> _Fragmento seleccionado_:
★ ★ ★ ★ ★ ★ ★

Pero en los ejemplos que siguen, el asunto es destruir todo significado posible, dejar las palabras en una condición en las que, simplemente, ya no dicen absolutamente nada.

En la introducción del Aria Agraria (pronuncie varias veces ese título y parecerá que sólo está haciendo gárgaras), se nos explica que el autor -el inconmensurable Johan Sebastian Mastropiero- llegó a la conclusión de que no tenía sentido usar recursos fonéticos como “la lará la lá” o “porrom pompom”, sino que había que usar las propias sílabas del teto musicalizado (a semejante disparate le llamó “Tarareo Conceptual”).

Primero citan un ejemplo leído, tomado del célebre poema La Excursión de los Amigos:

Ya pararon para comprar queso
Y ahora pararán para pan pararán para pan

El momento sublime llega con la tercera estrofa de la canción, interpretada por Jorge Maronna y Daniel Rabinovich, cada uno con su guitarra:

Cultivarán las flores
De todos los colores
La lívida caléndula la lila y el lívido alhelí
La lila color de lila
Y la rara lila blanca
La lila color de lila
Y la rara lila blanca
La lila lila y la rara lila
La lila lila y la rara lila
La lila lila la lívida lila y la rara y la lila

Pronúnciese rápido los últimos tres renglones. No hay diferencia con decir:

Lalilalila y lararalila
Lalilalila y lararalila
Lalilalila lalirilalila y lararailalila

Que no significa nada. Absolutamente nada.

Bueno, todo eso puede parecer teóricamente muy interesante, pero nada más. Cómico, sin duda, pero como lectura para el sillón en la comodidad de la casa. Y allí estaba la magia de Daniel: transformar eso mismo en comicidad de escenario, en carcajadas masivas.

★ ★ ★ ★ ★ ★ ★

> _Consigna_: Enumera las flores que se nombran en la tercera estrofa de la canción citada en el fragmento sobre el Aria Agraria.

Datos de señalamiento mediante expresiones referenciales
★ ★ ★ ★ ★ ★ ★

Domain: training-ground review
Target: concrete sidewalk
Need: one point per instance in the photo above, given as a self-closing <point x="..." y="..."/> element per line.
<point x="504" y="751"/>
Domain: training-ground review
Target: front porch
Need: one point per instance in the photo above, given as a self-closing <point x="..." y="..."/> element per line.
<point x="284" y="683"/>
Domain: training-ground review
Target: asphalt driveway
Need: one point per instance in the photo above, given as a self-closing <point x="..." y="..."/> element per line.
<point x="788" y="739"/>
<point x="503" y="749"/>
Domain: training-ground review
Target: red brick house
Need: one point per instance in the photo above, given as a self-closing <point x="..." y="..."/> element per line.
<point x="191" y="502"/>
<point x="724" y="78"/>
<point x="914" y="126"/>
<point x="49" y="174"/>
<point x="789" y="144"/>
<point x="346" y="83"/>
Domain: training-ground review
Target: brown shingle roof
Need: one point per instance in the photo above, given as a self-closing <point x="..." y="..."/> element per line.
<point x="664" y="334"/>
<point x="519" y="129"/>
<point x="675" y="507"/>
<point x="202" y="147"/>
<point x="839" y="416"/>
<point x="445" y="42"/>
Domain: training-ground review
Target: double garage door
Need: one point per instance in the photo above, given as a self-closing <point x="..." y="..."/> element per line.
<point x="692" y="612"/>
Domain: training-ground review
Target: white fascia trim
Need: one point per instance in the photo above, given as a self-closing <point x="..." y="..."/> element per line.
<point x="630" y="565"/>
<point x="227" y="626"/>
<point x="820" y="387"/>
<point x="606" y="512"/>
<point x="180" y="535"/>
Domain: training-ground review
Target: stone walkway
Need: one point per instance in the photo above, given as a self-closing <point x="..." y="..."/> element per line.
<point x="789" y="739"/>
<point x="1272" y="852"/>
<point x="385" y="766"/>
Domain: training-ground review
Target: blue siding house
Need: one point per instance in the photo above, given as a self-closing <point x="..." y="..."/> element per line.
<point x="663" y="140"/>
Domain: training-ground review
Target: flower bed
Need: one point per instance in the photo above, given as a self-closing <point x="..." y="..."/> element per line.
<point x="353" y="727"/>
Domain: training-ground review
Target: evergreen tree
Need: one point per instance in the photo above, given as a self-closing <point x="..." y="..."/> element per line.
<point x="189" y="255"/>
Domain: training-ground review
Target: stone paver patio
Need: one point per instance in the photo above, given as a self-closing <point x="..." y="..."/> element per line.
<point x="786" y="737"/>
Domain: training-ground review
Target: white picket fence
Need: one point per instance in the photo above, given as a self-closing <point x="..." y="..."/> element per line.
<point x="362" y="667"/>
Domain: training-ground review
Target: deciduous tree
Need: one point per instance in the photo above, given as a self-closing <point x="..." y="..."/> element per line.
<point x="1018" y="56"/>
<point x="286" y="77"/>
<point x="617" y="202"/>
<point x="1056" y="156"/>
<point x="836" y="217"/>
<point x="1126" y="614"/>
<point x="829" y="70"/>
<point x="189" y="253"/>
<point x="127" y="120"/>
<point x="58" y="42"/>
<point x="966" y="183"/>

★ ★ ★ ★ ★ ★ ★

> _Respuesta_: Caléndula, lila y alhelí.